**YOUR GOAL**
Return every line of the records below word for word, leaving out the pictures.

**SUPPLIED MATERIAL**
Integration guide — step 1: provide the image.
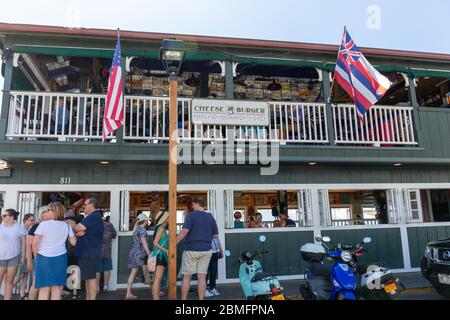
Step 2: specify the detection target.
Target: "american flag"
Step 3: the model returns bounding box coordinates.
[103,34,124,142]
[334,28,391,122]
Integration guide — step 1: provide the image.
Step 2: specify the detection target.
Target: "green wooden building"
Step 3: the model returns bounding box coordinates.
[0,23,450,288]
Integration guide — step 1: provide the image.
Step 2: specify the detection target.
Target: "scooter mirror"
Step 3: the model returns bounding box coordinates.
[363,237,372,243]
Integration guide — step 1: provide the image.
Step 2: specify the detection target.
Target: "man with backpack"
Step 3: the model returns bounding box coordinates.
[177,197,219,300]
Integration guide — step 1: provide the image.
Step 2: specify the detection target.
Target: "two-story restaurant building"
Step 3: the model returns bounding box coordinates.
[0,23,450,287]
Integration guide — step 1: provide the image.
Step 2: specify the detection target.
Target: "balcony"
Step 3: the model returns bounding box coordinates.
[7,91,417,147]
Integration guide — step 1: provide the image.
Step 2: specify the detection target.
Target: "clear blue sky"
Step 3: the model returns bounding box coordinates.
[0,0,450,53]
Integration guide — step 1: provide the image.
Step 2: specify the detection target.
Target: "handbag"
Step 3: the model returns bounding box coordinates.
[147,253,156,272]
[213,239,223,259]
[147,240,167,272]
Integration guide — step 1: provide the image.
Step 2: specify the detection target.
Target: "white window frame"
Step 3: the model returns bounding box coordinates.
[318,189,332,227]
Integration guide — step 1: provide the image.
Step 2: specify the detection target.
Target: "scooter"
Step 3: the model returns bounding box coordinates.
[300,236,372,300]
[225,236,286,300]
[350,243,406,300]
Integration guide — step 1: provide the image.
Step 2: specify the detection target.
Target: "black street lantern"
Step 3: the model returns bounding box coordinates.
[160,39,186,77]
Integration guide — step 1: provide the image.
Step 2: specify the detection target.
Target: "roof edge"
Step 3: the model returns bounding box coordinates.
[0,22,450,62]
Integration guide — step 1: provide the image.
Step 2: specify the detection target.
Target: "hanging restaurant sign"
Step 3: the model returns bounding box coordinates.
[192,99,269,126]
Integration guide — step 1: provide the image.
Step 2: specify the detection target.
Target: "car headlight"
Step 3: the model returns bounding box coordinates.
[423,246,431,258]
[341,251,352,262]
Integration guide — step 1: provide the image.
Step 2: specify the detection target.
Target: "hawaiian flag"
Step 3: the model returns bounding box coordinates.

**RESULT OF THE TASK**
Integration guide — step 1: provide the image.
Step 2: specify the detection target.
Target: "american flag"
Step 3: the model returns bounding box coordinates.
[103,34,124,142]
[334,28,391,122]
Integration guide — step 1: provide the image.
Step 2: specify the detection target.
Target: "green wooden building"
Step 3: the model returns bounding box coordinates.
[0,23,450,288]
Integration guide — step 1: provide the image.
Step 2: specify the detection target.
Target: "scooter mirror"
Step 3: the model returns bounding box coordinates.
[363,237,372,243]
Integration guide — step 1: provide the image.
Step 2: specify the detection target.
Target: "man with backpack"
Step 3: the model returns bounding box coordinates.
[177,197,219,300]
Integration guide — step 1: provide the image.
Step 2: specify the detection target.
Target: "two-story restaurant building"
Step 3: the model returns bounding box coordinates.
[0,23,450,287]
Integration guide — step 1: provide the image.
Step 2: specify the detection target.
Target: "balcony"
Step 3: the model returns bounding box coordinates.
[7,91,417,147]
Integration guide — step 1: provide the image.
Step 2: specify the detection target.
Target: "clear blue sky"
Step 3: the model returns bounding box coordinates.
[0,0,450,53]
Integration guide — step 1: provide the image.
Step 2: specify the detection target.
Target: "handbag"
Step 3: the model returns bounding box coordinates.
[147,253,156,272]
[213,239,223,259]
[147,240,167,272]
Integration guide — step 1: provide the image.
Step 2: specify the detection target.
Target: "white window frame"
Step 3: the model returns bounding box coordinates.
[318,189,332,227]
Integration guide — step 1: provide the image.
Step 2: specify the detection target.
Target: "scooter"
Step 3: the model returns bounding box coordinates.
[300,236,372,300]
[225,236,286,300]
[350,243,406,300]
Integration guide — step 1: provide the image.
Step 2: specify the detection target.
Target: "black street lantern"
Step 3: the model returns bounding box coordinates.
[160,39,186,77]
Integration guide — step 1: provide the image.
Step 2: specify the detection target.
Target: "roof edge"
Step 3: the model returns bounding box coordinates.
[0,22,450,62]
Integration guide — step 1: provide the image.
Step 2: specify the detection target.
Target: "hanging restaurant sign"
Step 3: the model returns bounding box coordinates.
[192,99,269,126]
Integration guide — step 1: provide the image.
Step 2: specify the detection target.
Target: "car headlight"
Step 3: the model returns bounding box coordinates.
[423,246,431,258]
[341,251,352,262]
Integration guide — step 1: provide the image.
Step 2: specify the detection target.
Target: "hawaiian flag"
Step 3: the model returns bounding box coordinates.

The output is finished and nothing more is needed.